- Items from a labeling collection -
▼▼▼

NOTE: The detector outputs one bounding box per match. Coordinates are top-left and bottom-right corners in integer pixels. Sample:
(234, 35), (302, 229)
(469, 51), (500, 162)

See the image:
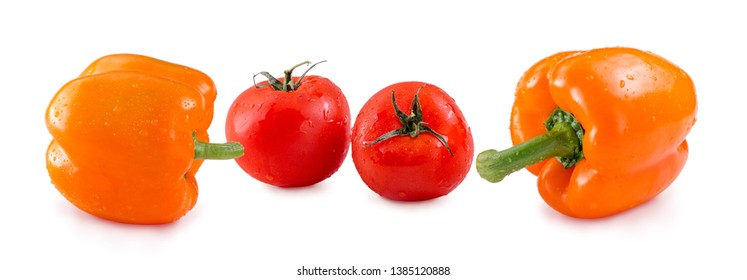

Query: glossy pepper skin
(46, 54), (237, 224)
(478, 48), (697, 218)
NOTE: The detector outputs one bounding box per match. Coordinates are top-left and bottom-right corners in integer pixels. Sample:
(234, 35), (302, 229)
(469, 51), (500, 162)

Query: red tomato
(226, 64), (350, 187)
(352, 82), (474, 201)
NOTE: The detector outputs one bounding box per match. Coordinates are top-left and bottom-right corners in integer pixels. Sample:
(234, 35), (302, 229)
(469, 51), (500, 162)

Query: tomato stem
(252, 60), (327, 92)
(192, 135), (244, 159)
(475, 108), (584, 183)
(366, 85), (454, 157)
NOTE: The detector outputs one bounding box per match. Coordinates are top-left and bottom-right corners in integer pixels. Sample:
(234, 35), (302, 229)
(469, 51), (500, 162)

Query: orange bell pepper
(476, 48), (697, 218)
(46, 54), (243, 224)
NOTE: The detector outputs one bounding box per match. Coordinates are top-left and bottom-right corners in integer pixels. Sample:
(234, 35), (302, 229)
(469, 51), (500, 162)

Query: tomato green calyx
(252, 60), (327, 92)
(475, 108), (584, 183)
(192, 133), (244, 159)
(366, 87), (454, 157)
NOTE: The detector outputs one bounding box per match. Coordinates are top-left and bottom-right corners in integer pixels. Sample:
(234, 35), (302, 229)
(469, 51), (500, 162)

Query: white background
(0, 0), (747, 279)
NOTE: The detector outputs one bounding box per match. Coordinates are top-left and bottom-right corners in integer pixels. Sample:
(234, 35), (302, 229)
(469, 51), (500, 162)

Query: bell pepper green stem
(475, 113), (583, 183)
(194, 135), (244, 159)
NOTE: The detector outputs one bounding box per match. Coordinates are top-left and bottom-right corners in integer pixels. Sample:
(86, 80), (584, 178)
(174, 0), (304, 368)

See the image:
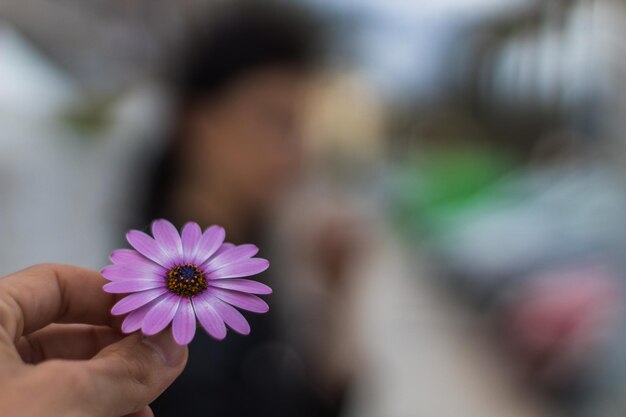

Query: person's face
(188, 69), (307, 208)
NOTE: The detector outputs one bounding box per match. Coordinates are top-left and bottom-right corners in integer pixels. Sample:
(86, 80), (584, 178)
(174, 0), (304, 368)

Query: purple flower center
(166, 264), (207, 298)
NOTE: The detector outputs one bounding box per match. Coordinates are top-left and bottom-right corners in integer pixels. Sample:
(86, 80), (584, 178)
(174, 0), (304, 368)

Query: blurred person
(137, 2), (356, 417)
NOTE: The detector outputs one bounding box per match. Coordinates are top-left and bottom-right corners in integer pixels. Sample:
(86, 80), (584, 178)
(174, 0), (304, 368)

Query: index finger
(0, 264), (115, 340)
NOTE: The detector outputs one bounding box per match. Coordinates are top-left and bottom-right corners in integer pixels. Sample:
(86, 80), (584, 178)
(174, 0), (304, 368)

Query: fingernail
(141, 332), (187, 366)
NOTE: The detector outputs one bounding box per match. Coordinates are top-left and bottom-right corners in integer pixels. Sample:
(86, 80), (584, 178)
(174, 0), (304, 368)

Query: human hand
(0, 265), (187, 417)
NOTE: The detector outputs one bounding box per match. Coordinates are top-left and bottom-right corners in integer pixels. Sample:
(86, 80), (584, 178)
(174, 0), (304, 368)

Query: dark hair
(143, 0), (322, 220)
(172, 0), (320, 99)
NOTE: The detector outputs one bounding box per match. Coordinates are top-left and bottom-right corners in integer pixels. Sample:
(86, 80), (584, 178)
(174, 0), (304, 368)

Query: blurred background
(0, 0), (626, 417)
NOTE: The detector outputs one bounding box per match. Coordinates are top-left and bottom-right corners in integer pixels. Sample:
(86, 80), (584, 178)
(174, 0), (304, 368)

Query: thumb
(83, 331), (187, 417)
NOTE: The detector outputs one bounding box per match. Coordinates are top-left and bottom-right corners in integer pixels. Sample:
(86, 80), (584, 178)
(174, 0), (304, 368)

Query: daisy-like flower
(102, 220), (272, 345)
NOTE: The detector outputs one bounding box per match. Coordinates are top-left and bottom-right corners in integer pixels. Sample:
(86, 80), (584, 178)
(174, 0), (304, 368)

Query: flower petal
(172, 298), (196, 345)
(102, 279), (165, 294)
(207, 297), (250, 334)
(210, 287), (270, 313)
(111, 287), (167, 316)
(209, 278), (272, 294)
(182, 222), (202, 262)
(192, 226), (226, 265)
(101, 265), (165, 281)
(207, 258), (270, 279)
(109, 249), (167, 273)
(122, 295), (165, 333)
(141, 294), (180, 336)
(205, 244), (259, 271)
(126, 230), (170, 268)
(192, 296), (226, 340)
(213, 242), (235, 257)
(152, 219), (183, 265)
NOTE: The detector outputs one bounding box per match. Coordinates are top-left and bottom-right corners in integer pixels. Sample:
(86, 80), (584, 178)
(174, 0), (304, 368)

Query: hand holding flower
(0, 265), (187, 417)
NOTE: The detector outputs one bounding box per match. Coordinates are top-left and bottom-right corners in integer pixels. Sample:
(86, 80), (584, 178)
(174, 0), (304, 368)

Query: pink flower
(102, 220), (272, 345)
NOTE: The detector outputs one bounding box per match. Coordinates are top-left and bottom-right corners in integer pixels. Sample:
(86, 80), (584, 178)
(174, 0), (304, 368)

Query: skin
(0, 265), (188, 417)
(169, 67), (309, 242)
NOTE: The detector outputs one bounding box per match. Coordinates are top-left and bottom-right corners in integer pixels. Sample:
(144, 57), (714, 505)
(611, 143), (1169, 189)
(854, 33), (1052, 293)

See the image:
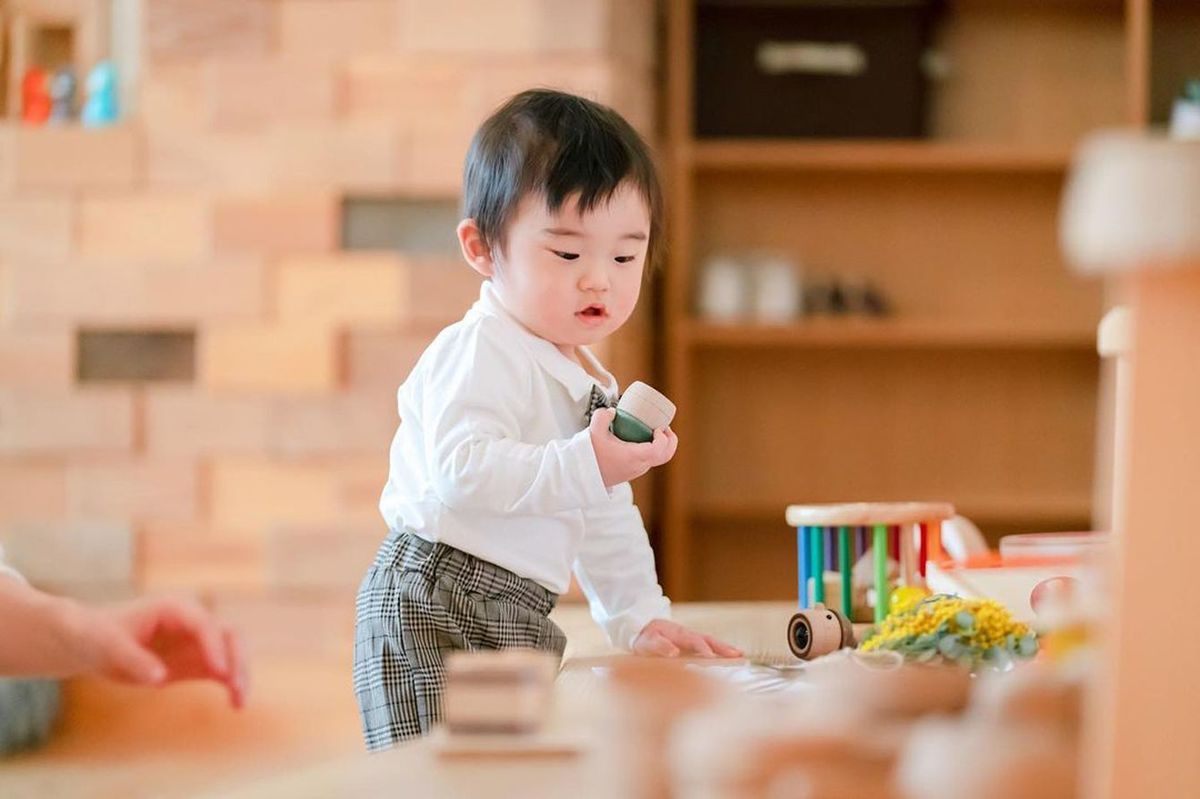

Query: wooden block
(13, 125), (142, 190)
(268, 519), (388, 591)
(136, 60), (209, 133)
(6, 260), (264, 328)
(208, 58), (336, 130)
(79, 192), (211, 265)
(0, 328), (74, 391)
(0, 197), (74, 263)
(346, 329), (434, 391)
(0, 521), (134, 593)
(400, 0), (542, 56)
(211, 457), (341, 532)
(280, 0), (400, 61)
(264, 119), (403, 192)
(145, 125), (282, 192)
(0, 389), (133, 455)
(271, 389), (398, 453)
(143, 0), (276, 62)
(401, 118), (473, 197)
(144, 388), (274, 457)
(66, 458), (200, 523)
(138, 524), (266, 593)
(214, 193), (341, 256)
(0, 458), (67, 523)
(342, 55), (468, 120)
(200, 325), (337, 392)
(408, 258), (482, 328)
(276, 253), (415, 328)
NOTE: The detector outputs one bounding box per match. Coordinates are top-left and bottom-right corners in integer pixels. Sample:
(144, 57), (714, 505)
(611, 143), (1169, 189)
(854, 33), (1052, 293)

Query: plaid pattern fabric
(354, 533), (566, 751)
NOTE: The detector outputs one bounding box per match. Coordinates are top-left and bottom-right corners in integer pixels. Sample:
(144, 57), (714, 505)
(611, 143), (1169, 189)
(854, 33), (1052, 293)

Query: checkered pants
(354, 533), (566, 751)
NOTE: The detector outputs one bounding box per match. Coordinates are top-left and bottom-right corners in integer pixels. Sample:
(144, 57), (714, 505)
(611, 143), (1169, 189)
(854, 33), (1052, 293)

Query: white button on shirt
(379, 281), (671, 648)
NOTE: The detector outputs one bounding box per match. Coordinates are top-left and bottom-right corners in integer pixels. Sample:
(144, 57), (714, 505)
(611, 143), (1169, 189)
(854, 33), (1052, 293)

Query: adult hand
(634, 619), (742, 657)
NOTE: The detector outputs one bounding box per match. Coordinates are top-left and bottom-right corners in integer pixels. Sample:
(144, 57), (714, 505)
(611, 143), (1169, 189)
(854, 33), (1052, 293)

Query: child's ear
(458, 220), (496, 277)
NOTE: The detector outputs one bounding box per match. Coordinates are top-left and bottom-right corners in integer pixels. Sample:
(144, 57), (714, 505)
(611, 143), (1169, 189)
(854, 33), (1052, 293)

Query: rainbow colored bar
(786, 503), (954, 621)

▲▲▲

- Task to complete -
Return each line of the items above that contains the string "blurred", matching case exactly.

- Response -
Query: blurred person
Query: blurred background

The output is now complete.